Instruções de trabalho:
a: Como você resumiria o trecho para leitura em duas frases?
b: Quais linhas das entradas contêm a palavra "tree", com distinção entre maiúsculas e minúsculas? Identifique-as e copie cada uma.

Trecho para leitura:
──────────

Quando o  ex-banqueiro  campinense, meu  saudoso amigo  Eudes Rodrigues Chaves  ainda vivia, nós estávamos combinando uma viagem de uns três dias  a Campina Grande.

Seria uma visita   sentimental de volta às nossas origens;  um “revival” em nossas vidas, um reencontro com alguns dos nossos antigos  amigos, aquêles que outrora  compunham o nosso universo, e com os quais passamos os grandes e alegres momentos da nossa juventude na querida cidade  onde nascemos.
Calçadão de Campina Grande (2009)

Programávamos  ir ao Calçadão, passear na rua João Pessoa, tudo isso feito a pé, sem qualquer obrigação com horário, frequentar  os restaurantes mais antigos, ir a feira, visitar estabelecimentos comerciais de  velhos amigos remanescentes,  enfim, passar esses dois ou três dias entregues a uma jornada  de  re-visita, para matar as saudades.

Infelizmente não deu. O velho “Moral” assim como era chamado, parece que estava adivinhando:  antes mesmo de cumprir a nossa  programação, adormeceu para sempre.

Na Campina do nosso tempo, morávamos um pouco  distantes  um do outro: eu, ali na Praça João Pessoa, ele na Major Belmiro, mas sempre estávamos juntos;  e juntos compartilhamos as alegrias da juventude e curtimos a nossa querida cidade em tudo o  que ela nos concedeu  de  felicidades.

Nós sempre acreditamos, e sempre conversávamos sobre isso, que foi a nossa geração a  que mais viveu os períodos importantes e as grandes mutações pelas quais passou Campina Grande. E foi mesmo.

Eu vivi, na infância, o fim da chamada “era do trem.” Ví pessoas chegando de viagem, outras embarcando, ali na Estação Velha, que se enchia de gente, automóveis, carroças, animais, na maior animação, na chegada ou partida do trem. O seu apito saudoso ficou na minha memória  para sempre.


Ví e viví a Rádio Borborema, a primeira  grande revolução nas comunicações regionais, com maravilhosos programas de auditório, quando a cidade recebia a visita dos maiores e mais importantes artistas nacionais e internacionais. A cidade era uma festa. A Radio Borborema de Hilton Mota, Gil Gonçalves, Leonel Medeiros, e de Fernando Silveira, um gênio que se hoje vivesse talvez fosse o maior multimídia do nosso País, com a sua incrível inteligência e criatividade.

──────────

Dados do exercício:

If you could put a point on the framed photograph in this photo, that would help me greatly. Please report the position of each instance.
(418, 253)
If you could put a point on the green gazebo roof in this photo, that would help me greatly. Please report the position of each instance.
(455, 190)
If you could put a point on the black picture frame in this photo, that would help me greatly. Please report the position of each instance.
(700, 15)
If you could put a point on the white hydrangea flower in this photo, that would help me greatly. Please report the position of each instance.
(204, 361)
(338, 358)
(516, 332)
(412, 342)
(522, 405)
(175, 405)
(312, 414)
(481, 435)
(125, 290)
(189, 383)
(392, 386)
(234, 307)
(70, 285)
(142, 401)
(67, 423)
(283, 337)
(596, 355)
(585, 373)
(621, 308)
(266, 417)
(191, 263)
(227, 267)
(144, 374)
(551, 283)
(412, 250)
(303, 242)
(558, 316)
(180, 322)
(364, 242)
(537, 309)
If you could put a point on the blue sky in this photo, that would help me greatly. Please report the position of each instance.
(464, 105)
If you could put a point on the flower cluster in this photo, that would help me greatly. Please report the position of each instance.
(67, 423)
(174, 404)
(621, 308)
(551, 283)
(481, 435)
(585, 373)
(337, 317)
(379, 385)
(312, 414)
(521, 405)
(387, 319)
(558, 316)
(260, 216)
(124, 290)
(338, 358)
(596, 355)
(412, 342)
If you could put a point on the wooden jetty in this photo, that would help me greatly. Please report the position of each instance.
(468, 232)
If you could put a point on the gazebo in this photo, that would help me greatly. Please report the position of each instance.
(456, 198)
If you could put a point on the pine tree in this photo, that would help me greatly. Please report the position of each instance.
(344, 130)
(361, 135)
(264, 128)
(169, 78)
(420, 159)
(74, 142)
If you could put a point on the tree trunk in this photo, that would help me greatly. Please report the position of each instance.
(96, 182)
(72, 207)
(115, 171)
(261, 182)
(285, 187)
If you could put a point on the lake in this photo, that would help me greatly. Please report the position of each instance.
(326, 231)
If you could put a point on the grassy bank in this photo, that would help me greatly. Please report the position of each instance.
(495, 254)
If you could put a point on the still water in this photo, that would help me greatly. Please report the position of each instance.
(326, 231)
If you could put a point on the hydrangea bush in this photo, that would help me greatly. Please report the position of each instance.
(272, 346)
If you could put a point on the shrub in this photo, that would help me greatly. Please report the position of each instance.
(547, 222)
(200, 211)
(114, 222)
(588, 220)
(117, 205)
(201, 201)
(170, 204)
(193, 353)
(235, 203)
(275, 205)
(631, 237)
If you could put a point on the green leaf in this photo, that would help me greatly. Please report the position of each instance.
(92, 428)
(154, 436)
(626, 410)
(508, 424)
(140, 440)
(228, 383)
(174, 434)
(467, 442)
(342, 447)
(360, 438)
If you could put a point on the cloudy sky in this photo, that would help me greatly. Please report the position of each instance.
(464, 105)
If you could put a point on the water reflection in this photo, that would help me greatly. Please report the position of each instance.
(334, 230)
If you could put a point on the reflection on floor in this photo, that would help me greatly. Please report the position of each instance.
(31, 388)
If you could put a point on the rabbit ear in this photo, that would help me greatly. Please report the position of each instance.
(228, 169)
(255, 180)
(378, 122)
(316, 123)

──────────

Resultados:
a: A viagem de uns três dias a Campina Grande, combinada com o amigo Eudes Rodrigues Chaves, o “Moral”, para rever antigos amigos e os lugares da juventude, não aconteceu porque ele morreu antes. O trecho também recorda a crença de que aquela geração viveu as grandes mutações da cidade, como o fim da “era do trem” na Estação Velha e a Rádio Borborema, primeira grande revolução nas comunicações regionais.

b:
If you could put a point on the pine tree in this photo, that would help me greatly. Please report the position of each instance.
If you could put a point on the tree trunk in this photo, that would help me greatly. Please report the position of each instance.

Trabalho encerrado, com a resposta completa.